_PASSAGE PROVIDED_.
□ □ □
Fiction Daily.
A blog on writing, writers and why we read. Posted most mornings by Marion Blackburn.
Tibet 2, torch 0
Yesterday's Olympic torch relay through San Fransisco became what one runner called a stealth campaign to keep the torch out of sight.

The torch at one point was hidden inside a warehouse, then carried in a vehicle across town to avoid protests.

In Greenville Wednesday night, I attended an insightful Tibet Teach-In, hosted by the ECU Religious Studies program, and featuring Dr. Derek Maher.

His overview examined relations between China and Tibet for the past 1,500 years, concluding that Tibetan leaders often served as spiritual advisers to Chinese monarchs, but that the country was never part of China.

After his remarks, much to my surprise, the question-and-answer session became a shouting match ... several Chinese audience members claimed that their country had liberated Tibet, eliminated slavery and invested millions in its infrastructure.

Dr. Maher responded that those investments were mostly roads and other structures used to extract minerals and log the forests, and noted that Tibet had a feudal system.
□ □ □
_STORED DATA_.
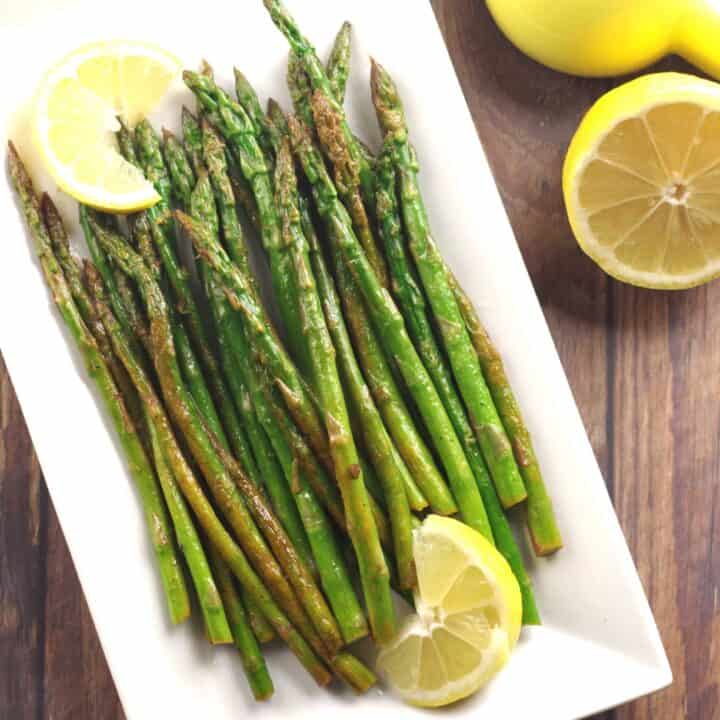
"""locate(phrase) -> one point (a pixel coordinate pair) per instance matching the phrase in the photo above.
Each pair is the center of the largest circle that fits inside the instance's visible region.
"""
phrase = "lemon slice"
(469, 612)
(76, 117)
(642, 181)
□ □ □
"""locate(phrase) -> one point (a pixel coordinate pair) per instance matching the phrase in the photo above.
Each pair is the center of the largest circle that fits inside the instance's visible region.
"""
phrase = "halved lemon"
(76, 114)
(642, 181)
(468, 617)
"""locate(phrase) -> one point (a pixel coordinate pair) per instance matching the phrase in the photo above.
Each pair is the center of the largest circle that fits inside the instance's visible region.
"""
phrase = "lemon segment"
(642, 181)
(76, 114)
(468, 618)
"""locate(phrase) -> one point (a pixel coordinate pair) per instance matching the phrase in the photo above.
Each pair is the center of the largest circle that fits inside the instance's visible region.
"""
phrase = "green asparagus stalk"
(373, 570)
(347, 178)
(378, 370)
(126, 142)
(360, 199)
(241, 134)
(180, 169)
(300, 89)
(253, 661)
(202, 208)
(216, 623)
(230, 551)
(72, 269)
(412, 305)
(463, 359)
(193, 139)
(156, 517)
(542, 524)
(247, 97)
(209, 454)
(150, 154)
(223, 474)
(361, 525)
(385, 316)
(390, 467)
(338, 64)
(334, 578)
□ □ □
_TASKS FOR THIS EXERCISE_.
A - According to the Tibet blog post, which program hosted the Tibet Teach-In in Greenville?
B - In the Tibet blog post, list every claim the Chinese audience members made about their country's role in Tibet.
C - Carry the Tibet blog post forward from its last sentence.
None of the data is needed here.

_OUTPUTS BY TASK_.
A - The ECU Religious Studies program hosted it.

B -
- That China had liberated Tibet
- That China had eliminated slavery
- That China had invested millions in Tibet's infrastructure

C -
Even an angry American joined the fray, saying that China had a right to claim Tibet in the same way that Israel claimed Palestine. Dr. Maher wisely sidestepped that discussion.

In all, for me, an unsettling evening. I feel today's world is a different one than I grew up in, with anger and entitlement everywhere.

Meanwhile, Great Britain's Gordon Brown has announced he will not attend the Olympics Opening Ceremony. German Chancellor Angela Merkel will also sit out the ceremony.

Several photos and links have been added to the Kerouac and the Mythical Scroll pages.

I'd like to comment about the photo showing the Kerouac family in a bar. It was a difficult decision to post this photo, as Jack Kerouac struggled so desperately with alcohol and, in the end, was lost in drink for several years before his death in 1969.

I used this photo because it clearly shows Jack and his sister, Nin, as well as his parents. The foreshadowing is chilling.

Snapshot of the Kerouac family in a bar, 1944. From left to right: Jack Kerouac, Caroline (“Nin”) Kerouac, Gabrielle Kerouac, and Leo Kerouac. New York Public Library, Berg Collection, Jack Kerouac Archive. Image courtesy of John G. Sampas. Click here for larger view.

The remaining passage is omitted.